* **Quoted text**

______________________________

Wednesday, September 20, 2017
behind the curtain...
I hope there is never a "Hurricane Sherri"...I mean many of you reading this may have already had your name associated with horrible storms...days of destruction and endless news coverage...but it could always be worse...imagine dealing with a name like David Berkowitz or Charles Manson...you get it...and this is really not the focus of the blog...but anyone over 50 reading this knows what focus is like for those this age, especially early morning...and it is always early morning because we don't sleep...and this morning...facing a New Year...days of awe,...thankfully, once again...my mind is all over the place...but today there was this image...a memory of me as a young girl in the 60's...Brooklyn...watching my father praying with other men from our neighborhood...upstairs...behind a curtain...removed...at a distance...both beautiful and perplexing...religion has reluctantly, and not always successfully, reflected strides women have made in society...for those following ancient paths, not bending to be inclusive...religion is as it was...a higher calling...women just hearing it through a filter written by men...in the early 70's...when embarking on a path to becoming a bat mitzvah...I stopped...a response in two parts...one, to wanting my faith invisible as a response to cruel anti-Semitism from children parroting what they probably heard at dinner tables...and two, deciding that for all my studying and effort...would I be viewed as equal to my brother, or any young man, as I approached the bimah?..it was the emotional logic of an eleven year old...it was a conclusion in rapidly changing, and confusing times...I have long since reconciled those feelings...perhaps with a sigh of regret when I watched my daughter become a bat mitzvah...but the pact I made with my G-d, years ago, does not permit judgement of the "what if's" but only love of what I try to do with my heart each year...and so, when I peel back that curtain this year...my silent wish will always be for the sweetness of that honey dripping in my tea...on this Rosh Hashanah, 5778
Thursday, August 31, 2017
houston, we have a problem...

______________________________

* **Set task a**
Do these statements agree with the blog post about Rosh Hashanah? (i) As a child in the 60's, the writer watched a father pray with other men in Brooklyn. (ii) The writer completed a bat mitzvah in the early 70's. (iii) The writer's daughter became a bat mitzvah. For each, answer yes or no and quote the deciding words from the post.
The listing after this sentence is separate material, unrelated to the blog post.

______________________________

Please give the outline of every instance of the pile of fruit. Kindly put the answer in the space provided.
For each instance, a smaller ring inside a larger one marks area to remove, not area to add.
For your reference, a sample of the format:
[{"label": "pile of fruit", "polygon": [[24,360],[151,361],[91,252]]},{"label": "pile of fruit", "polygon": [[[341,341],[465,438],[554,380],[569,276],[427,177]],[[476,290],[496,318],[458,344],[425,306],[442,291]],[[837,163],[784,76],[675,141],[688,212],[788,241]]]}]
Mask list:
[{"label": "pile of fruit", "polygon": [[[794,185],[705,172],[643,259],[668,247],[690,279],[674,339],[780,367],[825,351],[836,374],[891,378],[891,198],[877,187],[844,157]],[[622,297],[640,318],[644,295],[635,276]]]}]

______________________________

* **Set task b**
Copy out the whole listing of fruit-pile outline lines, word for word and line for line.

* **Written reply a**
(i) Yes: "a memory of me as a young girl in the 60's...Brooklyn...watching my father praying with other men from our neighborhood"
(ii) No: "in the early 70's...when embarking on a path to becoming a bat mitzvah...I stopped"
(iii) Yes: "when I watched my daughter become a bat mitzvah"

* **Written reply b**
Please give the outline of every instance of the pile of fruit. Kindly put the answer in the space provided.
For each instance, a smaller ring inside a larger one marks area to remove, not area to add.
For your reference, a sample of the format:
[{"label": "pile of fruit", "polygon": [[24,360],[151,361],[91,252]]},{"label": "pile of fruit", "polygon": [[[341,341],[465,438],[554,380],[569,276],[427,177]],[[476,290],[496,318],[458,344],[425,306],[442,291]],[[837,163],[784,76],[675,141],[688,212],[788,241]]]}]
Mask list:
[{"label": "pile of fruit", "polygon": [[[794,185],[705,172],[643,259],[668,247],[690,279],[674,339],[780,367],[825,351],[836,374],[891,378],[891,198],[877,187],[844,157]],[[622,297],[640,318],[644,295],[635,276]]]}]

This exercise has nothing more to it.